• **What is expected**: For the data below, count the lines that have the string "query" and state that number by itself.

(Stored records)
****************

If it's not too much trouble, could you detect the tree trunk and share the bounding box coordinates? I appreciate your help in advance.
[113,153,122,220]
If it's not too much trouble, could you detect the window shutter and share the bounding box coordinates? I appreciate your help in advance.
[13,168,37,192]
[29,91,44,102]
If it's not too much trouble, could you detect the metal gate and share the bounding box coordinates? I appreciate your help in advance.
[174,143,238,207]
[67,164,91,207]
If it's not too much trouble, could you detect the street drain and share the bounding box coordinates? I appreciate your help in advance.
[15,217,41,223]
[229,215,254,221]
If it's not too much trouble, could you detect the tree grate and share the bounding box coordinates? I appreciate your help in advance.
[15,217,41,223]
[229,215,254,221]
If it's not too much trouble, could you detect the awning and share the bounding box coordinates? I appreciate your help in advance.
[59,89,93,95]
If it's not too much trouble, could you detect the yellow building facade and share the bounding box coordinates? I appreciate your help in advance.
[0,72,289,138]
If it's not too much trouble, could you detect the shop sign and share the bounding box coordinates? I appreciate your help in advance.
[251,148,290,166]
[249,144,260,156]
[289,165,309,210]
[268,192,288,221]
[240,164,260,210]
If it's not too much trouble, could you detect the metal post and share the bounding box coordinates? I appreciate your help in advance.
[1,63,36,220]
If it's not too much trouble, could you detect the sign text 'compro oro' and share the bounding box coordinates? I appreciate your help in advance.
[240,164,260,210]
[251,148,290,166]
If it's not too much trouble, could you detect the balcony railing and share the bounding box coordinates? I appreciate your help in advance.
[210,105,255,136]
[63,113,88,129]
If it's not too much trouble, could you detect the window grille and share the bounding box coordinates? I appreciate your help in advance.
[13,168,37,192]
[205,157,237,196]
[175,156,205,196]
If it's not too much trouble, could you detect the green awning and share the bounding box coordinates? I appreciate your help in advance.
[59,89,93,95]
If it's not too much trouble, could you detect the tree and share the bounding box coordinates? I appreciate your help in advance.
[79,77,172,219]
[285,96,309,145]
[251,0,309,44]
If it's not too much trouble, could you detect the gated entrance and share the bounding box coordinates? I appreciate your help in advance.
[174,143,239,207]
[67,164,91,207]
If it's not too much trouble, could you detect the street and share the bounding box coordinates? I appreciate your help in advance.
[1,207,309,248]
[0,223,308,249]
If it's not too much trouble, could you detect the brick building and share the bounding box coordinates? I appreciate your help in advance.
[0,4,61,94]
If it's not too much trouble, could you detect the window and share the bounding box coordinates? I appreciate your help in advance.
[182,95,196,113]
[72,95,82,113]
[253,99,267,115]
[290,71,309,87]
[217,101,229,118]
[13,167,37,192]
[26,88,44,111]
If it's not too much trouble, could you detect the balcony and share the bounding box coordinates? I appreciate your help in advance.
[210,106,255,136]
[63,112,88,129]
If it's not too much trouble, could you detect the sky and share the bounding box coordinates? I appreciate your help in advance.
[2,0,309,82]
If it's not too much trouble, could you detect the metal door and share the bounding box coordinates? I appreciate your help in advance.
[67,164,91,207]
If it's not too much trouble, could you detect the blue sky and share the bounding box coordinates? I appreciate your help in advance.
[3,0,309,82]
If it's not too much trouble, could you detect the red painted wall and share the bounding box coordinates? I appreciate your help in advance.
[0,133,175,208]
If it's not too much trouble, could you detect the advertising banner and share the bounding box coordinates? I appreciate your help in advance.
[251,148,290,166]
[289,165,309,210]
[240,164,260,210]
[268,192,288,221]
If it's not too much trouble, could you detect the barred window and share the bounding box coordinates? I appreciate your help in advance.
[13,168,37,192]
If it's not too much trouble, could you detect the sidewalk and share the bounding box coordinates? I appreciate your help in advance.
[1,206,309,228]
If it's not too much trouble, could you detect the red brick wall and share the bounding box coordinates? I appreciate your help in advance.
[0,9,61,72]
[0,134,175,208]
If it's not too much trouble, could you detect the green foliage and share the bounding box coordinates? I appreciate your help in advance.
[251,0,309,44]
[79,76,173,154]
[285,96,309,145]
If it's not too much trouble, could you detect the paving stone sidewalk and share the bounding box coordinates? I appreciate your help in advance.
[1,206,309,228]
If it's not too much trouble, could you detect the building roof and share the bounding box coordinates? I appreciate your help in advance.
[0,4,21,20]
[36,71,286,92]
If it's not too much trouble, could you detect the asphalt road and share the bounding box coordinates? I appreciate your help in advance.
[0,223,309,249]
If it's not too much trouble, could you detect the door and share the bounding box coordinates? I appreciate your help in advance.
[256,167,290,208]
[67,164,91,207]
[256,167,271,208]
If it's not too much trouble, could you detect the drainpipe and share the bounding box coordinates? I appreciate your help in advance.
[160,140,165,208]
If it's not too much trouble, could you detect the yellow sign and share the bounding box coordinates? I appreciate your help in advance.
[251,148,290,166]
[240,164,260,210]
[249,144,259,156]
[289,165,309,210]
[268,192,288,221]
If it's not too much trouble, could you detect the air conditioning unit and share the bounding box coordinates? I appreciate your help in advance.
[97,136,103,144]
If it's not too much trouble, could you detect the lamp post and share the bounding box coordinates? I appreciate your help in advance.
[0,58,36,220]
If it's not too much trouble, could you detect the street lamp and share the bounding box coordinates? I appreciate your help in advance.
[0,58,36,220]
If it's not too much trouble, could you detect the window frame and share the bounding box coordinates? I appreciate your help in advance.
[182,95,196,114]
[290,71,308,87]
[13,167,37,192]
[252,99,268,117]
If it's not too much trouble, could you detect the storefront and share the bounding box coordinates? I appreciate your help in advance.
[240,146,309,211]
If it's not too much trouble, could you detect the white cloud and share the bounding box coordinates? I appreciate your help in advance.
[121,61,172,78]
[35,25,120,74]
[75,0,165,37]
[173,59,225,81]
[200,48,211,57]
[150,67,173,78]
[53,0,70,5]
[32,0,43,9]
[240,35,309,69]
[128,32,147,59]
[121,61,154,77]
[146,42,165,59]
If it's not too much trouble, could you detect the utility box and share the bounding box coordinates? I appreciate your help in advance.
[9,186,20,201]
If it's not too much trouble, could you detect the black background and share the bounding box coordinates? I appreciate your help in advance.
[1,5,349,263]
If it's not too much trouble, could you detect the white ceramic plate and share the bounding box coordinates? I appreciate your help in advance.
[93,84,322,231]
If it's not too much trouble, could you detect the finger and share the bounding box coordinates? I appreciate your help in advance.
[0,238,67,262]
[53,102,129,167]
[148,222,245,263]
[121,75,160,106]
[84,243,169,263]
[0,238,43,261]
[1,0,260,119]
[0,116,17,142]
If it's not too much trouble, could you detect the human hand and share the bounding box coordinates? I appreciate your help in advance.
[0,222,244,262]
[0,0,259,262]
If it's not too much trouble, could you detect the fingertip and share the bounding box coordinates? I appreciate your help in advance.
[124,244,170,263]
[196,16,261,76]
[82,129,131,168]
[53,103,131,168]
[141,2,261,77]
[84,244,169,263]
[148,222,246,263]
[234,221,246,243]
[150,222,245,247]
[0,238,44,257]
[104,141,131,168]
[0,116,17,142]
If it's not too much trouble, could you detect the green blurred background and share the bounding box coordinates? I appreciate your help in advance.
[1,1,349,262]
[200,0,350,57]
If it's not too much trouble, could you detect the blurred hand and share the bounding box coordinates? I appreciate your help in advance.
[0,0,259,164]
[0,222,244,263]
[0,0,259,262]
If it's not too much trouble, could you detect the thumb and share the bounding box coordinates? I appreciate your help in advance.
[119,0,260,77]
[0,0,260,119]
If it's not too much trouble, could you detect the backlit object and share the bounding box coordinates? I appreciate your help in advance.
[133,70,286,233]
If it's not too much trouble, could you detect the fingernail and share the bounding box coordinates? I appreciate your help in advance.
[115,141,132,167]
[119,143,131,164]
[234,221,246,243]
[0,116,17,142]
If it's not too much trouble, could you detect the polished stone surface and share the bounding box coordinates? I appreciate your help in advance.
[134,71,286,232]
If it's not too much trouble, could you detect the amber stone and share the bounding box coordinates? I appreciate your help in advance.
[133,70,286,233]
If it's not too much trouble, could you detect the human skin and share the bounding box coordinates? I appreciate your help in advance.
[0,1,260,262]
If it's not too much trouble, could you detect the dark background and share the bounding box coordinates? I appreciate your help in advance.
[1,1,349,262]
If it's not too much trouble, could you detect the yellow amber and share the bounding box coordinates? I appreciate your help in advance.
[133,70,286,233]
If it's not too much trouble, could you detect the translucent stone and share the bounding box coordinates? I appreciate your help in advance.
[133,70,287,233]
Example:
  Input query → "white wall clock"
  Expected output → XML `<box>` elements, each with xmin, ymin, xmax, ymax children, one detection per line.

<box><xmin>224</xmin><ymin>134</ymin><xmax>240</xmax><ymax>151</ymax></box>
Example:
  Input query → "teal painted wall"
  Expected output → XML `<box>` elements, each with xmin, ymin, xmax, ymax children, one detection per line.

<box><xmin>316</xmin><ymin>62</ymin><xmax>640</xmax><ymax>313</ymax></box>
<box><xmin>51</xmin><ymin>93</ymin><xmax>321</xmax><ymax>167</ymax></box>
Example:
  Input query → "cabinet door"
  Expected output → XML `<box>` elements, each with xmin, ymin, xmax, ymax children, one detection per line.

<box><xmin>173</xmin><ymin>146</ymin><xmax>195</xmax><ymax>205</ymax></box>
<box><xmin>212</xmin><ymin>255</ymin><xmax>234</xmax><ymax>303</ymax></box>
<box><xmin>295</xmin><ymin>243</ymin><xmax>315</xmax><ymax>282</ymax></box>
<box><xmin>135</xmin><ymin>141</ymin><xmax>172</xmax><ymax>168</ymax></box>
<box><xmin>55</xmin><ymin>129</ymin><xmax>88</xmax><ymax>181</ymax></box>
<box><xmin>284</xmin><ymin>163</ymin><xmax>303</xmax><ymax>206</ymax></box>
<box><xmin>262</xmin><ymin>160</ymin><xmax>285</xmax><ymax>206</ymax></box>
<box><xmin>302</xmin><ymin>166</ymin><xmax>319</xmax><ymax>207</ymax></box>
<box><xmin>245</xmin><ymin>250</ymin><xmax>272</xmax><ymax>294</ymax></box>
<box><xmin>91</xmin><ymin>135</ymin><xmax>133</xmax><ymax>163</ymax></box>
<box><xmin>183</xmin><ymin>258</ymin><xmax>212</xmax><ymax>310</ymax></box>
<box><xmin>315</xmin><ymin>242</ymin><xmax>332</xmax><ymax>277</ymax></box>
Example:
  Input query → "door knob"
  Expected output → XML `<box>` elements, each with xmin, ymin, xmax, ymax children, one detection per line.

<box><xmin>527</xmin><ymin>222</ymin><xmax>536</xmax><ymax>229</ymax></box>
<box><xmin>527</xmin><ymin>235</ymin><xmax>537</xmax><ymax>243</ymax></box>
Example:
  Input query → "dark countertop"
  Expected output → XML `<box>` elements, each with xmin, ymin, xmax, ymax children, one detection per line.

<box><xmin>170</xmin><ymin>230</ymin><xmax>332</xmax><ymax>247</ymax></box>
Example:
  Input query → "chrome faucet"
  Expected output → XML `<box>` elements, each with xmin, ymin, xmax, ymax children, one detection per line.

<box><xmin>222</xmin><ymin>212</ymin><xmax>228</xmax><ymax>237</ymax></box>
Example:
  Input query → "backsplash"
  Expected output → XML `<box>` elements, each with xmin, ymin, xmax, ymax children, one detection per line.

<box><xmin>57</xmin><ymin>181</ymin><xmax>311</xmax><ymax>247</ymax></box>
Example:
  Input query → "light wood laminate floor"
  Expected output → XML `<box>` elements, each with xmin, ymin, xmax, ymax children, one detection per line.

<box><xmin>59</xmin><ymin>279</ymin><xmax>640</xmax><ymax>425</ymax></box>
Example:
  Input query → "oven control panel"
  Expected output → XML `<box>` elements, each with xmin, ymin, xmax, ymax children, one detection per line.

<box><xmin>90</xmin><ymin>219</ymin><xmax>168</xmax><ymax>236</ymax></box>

****************

• **Exercise solution**: 9